[Begin Supplied passage]
Yes, of course I was making sarcastic humor, sorry if I forgot the emoticon. Yes, I'm basically trying to find lame excuses for the fact I love cheesecake, but... if you are as individually powerful as top-end superheroines that love the cheesecake outfit (e.g. WW, Ms. Marvel), who's going to dare criticize them ? Remember the old gorilla joke. After all, such heroines (but in many ways the argument could be enlarged to male heroes, too, with their skintight spandex or leather outfits) have typically near-perfect athletic bodies, captivating longeve beauty, aggressive self-confidence and some of an exibitionist streak (as psychologically implied by their career choice of showoff crusaders), and no reasonable fear of bodily harm from 99% of mankind. Why shouldn't they, amongst all, flaunt it ? The kind of conservative morality that would taboo it is, as others have pointed out, often the ideology of the enemy in such comics. Actually, I would expect it that to a degree, use by high-profile celebrity hero(ines) would glamorize such clothing styles. In a realistic society, super-heroes and -heroines would be the absolute celebrities and role models, in ways unsurpassed even by our celebrity-obsessed society. In so many ways, they would become ideals: undreamed-of personal power, heroic, glamourous lifestyle, popularity, physical beauty, who's going to daresay them ? It wouldn't be "superheroines dressed like hookers" anymore, it would be "hookers dressed like superheroines". It would become a kink, like nurses. Yep, conservatives and traditional organized religion would still howl, but they are the implied or acknowledged enemy anyway, and I would daresay that in a realistic society full of godlike mutants, aliens, not to mention the apparent return of mythological gods, the appeal of traditional organized religion would be seriously diminished anyway.

 

Anyway, I can picture hordes of teenage girls and young women fantasize to be, and dress like, the superheroines. It wouldn't be demeaning because it would become empowering. If the 800-pound gorilla fancies a pink tie, wearing a pink tie is cool.

 

 

 

You're absolutely right. I'm not trying to justify their carss greed, I was just pointing out an additonal reason why they have done it. Sometimes they have done it basically right (Ultimate Universe), sometimes less right (Onslaught, the myriad confusing DC Crises).
[End Supplied passage]
[Begin Listed entries]
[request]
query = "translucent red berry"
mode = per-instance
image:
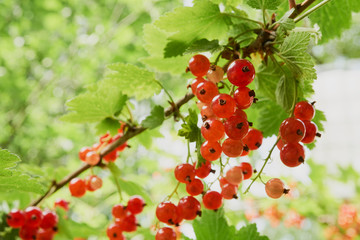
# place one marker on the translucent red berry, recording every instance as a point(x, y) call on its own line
[End Listed entries]
**What you will do**
Please copy out the text on superheroine costumes in full, word for word. These records come from a separate source and are unrelated to the text.

**Solution**
Yes, of course I was making sarcastic humor, sorry if I forgot the emoticon. Yes, I'm basically trying to find lame excuses for the fact I love cheesecake, but... if you are as individually powerful as top-end superheroines that love the cheesecake outfit (e.g. WW, Ms. Marvel), who's going to dare criticize them ? Remember the old gorilla joke. After all, such heroines (but in many ways the argument could be enlarged to male heroes, too, with their skintight spandex or leather outfits) have typically near-perfect athletic bodies, captivating longeve beauty, aggressive self-confidence and some of an exibitionist streak (as psychologically implied by their career choice of showoff crusaders), and no reasonable fear of bodily harm from 99% of mankind. Why shouldn't they, amongst all, flaunt it ? The kind of conservative morality that would taboo it is, as others have pointed out, often the ideology of the enemy in such comics. Actually, I would expect it that to a degree, use by high-profile celebrity hero(ines) would glamorize such clothing styles. In a realistic society, super-heroes and -heroines would be the absolute celebrities and role models, in ways unsurpassed even by our celebrity-obsessed society. In so many ways, they would become ideals: undreamed-of personal power, heroic, glamourous lifestyle, popularity, physical beauty, who's going to daresay them ? It wouldn't be "superheroines dressed like hookers" anymore, it would be "hookers dressed like superheroines". It would become a kink, like nurses. Yep, conservatives and traditional organized religion would still howl, but they are the implied or acknowledged enemy anyway, and I would daresay that in a realistic society full of godlike mutants, aliens, not to mention the apparent return of mythological gods, the appeal of traditional organized religion would be seriously diminished anyway.

 

Anyway, I can picture hordes of teenage girls and young women fantasize to be, and dress like, the superheroines. It wouldn't be demeaning because it would become empowering. If the 800-pound gorilla fancies a pink tie, wearing a pink tie is cool.

 

 

 

You're absolutely right. I'm not trying to justify their carss greed, I was just pointing out an additonal reason why they have done it. Sometimes they have done it basically right (Ultimate Universe), sometimes less right (Onslaught, the myriad confusing DC Crises).